**SUPPLIED DATA**:
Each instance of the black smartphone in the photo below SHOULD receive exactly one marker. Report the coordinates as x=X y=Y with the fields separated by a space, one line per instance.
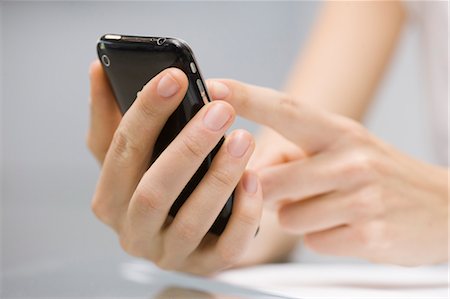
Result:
x=130 y=62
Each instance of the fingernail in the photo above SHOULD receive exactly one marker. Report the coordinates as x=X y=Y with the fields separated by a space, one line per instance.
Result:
x=216 y=117
x=221 y=91
x=250 y=183
x=167 y=86
x=238 y=145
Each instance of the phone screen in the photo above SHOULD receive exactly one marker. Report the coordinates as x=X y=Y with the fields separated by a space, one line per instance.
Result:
x=129 y=64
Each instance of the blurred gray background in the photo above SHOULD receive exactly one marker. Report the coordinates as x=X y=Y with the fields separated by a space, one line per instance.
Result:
x=47 y=174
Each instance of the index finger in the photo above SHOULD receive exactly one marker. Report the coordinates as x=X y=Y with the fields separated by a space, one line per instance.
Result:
x=311 y=129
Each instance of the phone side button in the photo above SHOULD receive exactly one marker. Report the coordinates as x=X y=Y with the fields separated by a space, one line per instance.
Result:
x=193 y=67
x=201 y=88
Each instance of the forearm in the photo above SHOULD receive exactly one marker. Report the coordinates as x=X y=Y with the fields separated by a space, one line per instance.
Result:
x=342 y=63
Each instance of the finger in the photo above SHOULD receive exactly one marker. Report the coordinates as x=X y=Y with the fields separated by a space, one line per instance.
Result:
x=315 y=214
x=104 y=115
x=240 y=231
x=312 y=129
x=299 y=179
x=199 y=212
x=130 y=151
x=170 y=173
x=271 y=149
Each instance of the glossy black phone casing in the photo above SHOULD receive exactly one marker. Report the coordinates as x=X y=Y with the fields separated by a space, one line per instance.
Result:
x=130 y=62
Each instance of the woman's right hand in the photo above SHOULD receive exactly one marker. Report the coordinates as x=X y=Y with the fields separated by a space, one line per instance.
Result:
x=135 y=201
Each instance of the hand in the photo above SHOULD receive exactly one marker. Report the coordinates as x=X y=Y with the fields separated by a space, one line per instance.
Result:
x=135 y=201
x=352 y=195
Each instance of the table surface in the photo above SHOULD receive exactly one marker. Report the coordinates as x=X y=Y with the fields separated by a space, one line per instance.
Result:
x=108 y=278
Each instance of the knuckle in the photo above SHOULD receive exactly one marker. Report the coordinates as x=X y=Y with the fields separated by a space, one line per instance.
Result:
x=192 y=146
x=361 y=167
x=94 y=147
x=123 y=146
x=248 y=217
x=148 y=201
x=186 y=231
x=221 y=178
x=368 y=203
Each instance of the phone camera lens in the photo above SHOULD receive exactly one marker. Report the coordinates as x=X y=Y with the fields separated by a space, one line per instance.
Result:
x=105 y=60
x=160 y=41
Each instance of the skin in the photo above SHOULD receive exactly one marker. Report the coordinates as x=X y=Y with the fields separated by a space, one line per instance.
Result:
x=351 y=194
x=135 y=201
x=324 y=176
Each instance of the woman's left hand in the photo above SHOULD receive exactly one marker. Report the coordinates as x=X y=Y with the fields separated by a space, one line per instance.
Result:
x=352 y=195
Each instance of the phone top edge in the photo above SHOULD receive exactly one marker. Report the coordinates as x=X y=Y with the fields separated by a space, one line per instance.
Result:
x=159 y=40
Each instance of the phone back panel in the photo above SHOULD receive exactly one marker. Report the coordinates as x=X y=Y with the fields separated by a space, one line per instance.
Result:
x=130 y=62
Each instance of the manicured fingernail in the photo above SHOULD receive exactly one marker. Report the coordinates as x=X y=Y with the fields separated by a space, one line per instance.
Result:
x=217 y=116
x=221 y=91
x=238 y=145
x=167 y=86
x=250 y=183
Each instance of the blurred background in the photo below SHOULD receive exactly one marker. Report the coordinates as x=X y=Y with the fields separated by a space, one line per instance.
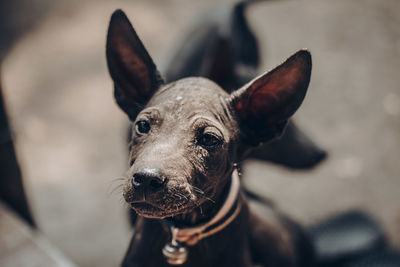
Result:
x=70 y=136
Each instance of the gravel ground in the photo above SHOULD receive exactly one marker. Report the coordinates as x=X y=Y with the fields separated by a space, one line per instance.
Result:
x=71 y=136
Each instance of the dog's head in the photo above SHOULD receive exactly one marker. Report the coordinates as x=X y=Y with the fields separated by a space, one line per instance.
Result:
x=187 y=135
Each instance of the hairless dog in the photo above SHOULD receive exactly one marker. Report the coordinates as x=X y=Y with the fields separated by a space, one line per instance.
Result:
x=187 y=138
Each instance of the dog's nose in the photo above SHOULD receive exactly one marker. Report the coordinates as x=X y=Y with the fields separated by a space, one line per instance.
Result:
x=149 y=178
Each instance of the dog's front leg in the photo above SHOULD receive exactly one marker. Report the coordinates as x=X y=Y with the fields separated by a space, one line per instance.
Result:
x=146 y=245
x=270 y=242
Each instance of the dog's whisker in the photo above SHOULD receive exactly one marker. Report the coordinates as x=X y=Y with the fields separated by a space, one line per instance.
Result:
x=117 y=188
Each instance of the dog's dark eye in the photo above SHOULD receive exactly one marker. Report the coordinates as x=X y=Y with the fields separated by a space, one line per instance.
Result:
x=142 y=127
x=209 y=141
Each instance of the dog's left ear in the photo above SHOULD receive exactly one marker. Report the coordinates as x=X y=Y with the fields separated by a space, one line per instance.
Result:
x=264 y=105
x=135 y=76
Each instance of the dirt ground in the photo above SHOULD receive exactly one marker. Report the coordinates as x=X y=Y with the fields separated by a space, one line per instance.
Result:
x=70 y=135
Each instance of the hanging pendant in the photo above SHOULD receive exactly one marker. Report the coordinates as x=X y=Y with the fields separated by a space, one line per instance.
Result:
x=175 y=253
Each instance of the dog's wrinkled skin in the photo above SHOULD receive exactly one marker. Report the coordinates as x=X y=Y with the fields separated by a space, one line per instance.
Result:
x=187 y=137
x=194 y=174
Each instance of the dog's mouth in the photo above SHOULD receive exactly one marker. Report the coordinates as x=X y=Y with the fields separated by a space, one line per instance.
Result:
x=161 y=210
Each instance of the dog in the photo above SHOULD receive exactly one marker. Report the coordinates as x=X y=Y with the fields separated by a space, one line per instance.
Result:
x=187 y=138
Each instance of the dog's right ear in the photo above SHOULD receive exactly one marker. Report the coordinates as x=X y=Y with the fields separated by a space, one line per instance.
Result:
x=264 y=105
x=135 y=75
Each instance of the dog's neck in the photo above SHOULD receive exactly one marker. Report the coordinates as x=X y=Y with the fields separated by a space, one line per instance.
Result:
x=209 y=209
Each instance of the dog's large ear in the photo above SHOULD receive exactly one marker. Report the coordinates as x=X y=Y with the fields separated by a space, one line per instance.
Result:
x=264 y=105
x=135 y=75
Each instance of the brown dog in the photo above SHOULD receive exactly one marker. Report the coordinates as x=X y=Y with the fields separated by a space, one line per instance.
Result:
x=187 y=137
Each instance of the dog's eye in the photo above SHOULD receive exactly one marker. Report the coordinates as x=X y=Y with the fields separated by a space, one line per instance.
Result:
x=142 y=127
x=209 y=141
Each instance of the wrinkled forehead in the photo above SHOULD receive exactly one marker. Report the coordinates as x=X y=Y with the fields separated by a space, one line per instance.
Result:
x=190 y=96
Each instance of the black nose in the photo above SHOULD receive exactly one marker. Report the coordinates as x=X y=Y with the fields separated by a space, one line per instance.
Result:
x=149 y=178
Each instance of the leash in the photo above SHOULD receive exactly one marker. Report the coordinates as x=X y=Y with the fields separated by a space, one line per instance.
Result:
x=176 y=251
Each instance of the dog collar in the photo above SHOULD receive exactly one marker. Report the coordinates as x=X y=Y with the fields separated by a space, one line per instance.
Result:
x=176 y=251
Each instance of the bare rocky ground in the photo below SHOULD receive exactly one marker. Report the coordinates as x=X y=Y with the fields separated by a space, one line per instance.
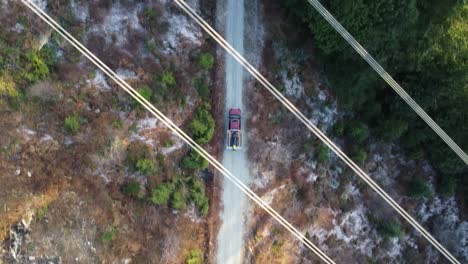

**HOW TO COMPLETE THIS TASK**: Wherever "fingernail" appears in the listing, report the line it is on.

**SOLUTION TO THE EXERCISE**:
Each instance of the fingernail in the photo above SHOULD receive exactly one marker. Report the coordinates as x=X y=Y with the fields separated by a space, one line per instance.
Each instance of the manicured fingernail in the photo above SHOULD receive exactly one marker. Report the coordinates as x=X y=Y with the fields separated by a space, one line per instance.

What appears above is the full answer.